** start Available data **

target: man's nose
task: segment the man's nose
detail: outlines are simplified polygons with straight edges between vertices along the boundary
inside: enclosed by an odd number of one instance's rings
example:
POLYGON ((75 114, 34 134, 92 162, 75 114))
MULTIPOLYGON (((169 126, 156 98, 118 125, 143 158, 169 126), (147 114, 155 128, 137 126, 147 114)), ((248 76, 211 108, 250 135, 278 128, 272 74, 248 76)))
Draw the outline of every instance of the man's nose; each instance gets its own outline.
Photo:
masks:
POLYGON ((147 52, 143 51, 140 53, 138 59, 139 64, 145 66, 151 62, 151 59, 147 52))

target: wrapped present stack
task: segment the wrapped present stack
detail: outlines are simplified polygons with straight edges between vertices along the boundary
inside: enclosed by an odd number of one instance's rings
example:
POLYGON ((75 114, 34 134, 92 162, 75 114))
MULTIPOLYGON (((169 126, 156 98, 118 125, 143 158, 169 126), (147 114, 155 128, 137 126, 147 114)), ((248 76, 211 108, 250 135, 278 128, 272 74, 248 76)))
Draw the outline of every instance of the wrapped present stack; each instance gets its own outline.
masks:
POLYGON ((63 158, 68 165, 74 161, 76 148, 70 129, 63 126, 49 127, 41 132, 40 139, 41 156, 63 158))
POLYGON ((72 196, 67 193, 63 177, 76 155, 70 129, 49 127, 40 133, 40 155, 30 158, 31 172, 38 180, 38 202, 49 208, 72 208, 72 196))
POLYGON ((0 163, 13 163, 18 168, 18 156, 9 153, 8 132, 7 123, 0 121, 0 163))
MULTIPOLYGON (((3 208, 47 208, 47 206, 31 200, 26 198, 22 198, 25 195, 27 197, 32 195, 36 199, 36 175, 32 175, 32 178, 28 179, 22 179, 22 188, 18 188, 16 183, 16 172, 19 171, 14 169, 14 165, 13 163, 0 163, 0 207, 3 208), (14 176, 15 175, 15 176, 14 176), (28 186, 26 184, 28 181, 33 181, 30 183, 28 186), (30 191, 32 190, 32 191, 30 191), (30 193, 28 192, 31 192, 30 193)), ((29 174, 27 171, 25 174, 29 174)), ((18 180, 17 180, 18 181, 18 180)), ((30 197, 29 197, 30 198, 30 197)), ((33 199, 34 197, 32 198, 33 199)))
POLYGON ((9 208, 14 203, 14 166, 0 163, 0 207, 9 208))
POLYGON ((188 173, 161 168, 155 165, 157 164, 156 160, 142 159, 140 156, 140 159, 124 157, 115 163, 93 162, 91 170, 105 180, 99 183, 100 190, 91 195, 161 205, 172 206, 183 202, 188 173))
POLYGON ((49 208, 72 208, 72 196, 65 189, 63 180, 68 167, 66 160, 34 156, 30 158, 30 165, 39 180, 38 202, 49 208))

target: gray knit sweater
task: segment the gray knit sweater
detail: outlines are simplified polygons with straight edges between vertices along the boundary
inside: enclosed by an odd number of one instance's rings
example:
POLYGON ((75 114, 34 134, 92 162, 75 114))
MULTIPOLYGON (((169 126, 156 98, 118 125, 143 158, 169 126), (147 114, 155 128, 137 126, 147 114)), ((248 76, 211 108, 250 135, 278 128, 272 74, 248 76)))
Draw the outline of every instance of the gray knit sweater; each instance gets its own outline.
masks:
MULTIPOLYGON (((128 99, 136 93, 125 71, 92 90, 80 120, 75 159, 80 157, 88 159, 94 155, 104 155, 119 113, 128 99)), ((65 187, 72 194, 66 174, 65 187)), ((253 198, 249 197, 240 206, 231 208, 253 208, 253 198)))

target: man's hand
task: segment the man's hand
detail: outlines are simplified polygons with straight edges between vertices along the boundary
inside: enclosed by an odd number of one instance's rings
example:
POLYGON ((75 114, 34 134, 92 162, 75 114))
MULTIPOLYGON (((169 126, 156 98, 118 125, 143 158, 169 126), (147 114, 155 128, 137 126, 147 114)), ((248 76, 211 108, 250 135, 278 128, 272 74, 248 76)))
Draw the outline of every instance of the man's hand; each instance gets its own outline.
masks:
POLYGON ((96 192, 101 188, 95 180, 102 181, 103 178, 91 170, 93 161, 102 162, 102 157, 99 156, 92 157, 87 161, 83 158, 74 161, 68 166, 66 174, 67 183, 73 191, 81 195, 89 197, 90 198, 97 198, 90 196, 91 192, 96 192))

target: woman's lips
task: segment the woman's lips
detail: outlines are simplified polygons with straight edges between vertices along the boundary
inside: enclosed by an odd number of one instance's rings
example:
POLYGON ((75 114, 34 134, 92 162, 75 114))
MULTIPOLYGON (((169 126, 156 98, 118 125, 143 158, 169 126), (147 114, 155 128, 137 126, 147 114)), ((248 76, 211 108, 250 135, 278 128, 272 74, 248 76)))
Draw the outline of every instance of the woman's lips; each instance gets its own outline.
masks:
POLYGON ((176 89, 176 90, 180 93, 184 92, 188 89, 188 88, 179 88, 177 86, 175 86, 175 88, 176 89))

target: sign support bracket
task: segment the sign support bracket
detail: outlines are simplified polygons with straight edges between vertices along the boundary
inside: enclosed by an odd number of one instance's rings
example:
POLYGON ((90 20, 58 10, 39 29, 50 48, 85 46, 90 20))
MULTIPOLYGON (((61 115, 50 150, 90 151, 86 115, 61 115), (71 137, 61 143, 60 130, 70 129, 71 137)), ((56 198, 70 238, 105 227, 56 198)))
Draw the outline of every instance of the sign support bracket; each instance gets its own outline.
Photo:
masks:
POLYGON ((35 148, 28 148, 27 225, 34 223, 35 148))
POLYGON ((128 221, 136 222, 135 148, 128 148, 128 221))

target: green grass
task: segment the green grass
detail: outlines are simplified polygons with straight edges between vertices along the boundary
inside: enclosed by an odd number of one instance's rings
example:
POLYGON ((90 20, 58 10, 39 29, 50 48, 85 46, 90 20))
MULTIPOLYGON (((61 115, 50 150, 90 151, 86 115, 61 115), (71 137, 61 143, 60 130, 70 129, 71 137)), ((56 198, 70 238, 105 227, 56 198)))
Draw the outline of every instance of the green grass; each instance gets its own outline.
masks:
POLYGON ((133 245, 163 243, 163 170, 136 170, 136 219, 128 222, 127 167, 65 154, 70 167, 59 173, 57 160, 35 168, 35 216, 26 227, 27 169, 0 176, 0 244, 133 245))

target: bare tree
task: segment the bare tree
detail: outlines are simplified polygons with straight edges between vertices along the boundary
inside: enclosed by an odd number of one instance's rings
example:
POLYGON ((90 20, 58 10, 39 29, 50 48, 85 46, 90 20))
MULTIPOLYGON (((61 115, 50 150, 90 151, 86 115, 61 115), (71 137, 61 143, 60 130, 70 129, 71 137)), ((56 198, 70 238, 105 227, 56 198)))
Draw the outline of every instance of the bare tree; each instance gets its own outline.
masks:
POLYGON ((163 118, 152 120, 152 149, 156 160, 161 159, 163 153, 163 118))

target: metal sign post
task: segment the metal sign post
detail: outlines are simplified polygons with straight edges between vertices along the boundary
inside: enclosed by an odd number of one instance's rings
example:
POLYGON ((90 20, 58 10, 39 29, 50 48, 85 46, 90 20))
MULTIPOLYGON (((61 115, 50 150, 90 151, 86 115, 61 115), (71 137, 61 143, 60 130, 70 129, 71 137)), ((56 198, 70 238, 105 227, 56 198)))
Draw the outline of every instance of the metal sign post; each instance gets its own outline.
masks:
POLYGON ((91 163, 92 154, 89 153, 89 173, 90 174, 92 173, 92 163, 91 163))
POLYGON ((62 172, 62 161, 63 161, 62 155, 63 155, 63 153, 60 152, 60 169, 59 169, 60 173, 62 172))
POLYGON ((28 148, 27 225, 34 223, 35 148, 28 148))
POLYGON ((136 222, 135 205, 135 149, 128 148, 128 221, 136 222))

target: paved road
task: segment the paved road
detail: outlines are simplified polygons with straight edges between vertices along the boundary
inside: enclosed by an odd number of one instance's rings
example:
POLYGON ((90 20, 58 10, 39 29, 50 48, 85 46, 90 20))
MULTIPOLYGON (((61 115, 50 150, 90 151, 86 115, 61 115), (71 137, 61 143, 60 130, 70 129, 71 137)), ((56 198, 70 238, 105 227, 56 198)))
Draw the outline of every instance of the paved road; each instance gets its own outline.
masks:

** end Available data **

Directive: Update the lines of the data from the one containing "target: metal sign post" through the end of the data, replacing "vertices" with "corner points" and changing nothing else. Return only those lines.

Answer for the task:
target: metal sign post
task: segment the metal sign post
detail: outlines are simplified polygons with straight edges between corner points along the boundary
inside: enclosed by an odd number of one instance's rings
example:
POLYGON ((90 20, 58 10, 39 29, 50 48, 85 46, 90 20))
MULTIPOLYGON (((61 115, 50 150, 90 151, 86 115, 61 115), (71 137, 61 143, 60 130, 70 129, 71 137)), ((56 198, 70 238, 105 227, 56 198)))
Draw the outline of every instance of the metal sign post; each instance gets its own outline.
masks:
POLYGON ((91 163, 92 154, 89 153, 89 173, 90 174, 92 173, 92 163, 91 163))
POLYGON ((62 172, 62 161, 63 161, 62 155, 63 155, 63 153, 60 152, 60 169, 59 169, 60 173, 62 172))
POLYGON ((28 148, 27 225, 34 223, 35 148, 28 148))
POLYGON ((136 222, 135 205, 135 149, 128 148, 128 221, 136 222))

target: paved road
task: segment the paved road
detail: outlines are simplified polygons with straight edges between corner points along the boundary
inside: enclosed by an odd number of one instance's rings
example:
POLYGON ((90 20, 58 10, 39 29, 50 48, 85 46, 90 20))
MULTIPOLYGON (((61 115, 50 150, 90 151, 86 115, 61 115), (71 137, 61 143, 60 130, 70 129, 71 137)), ((56 198, 70 238, 105 227, 56 198)))
Draw the outline of every instance of the paved road; each instance gets its own outline.
masks:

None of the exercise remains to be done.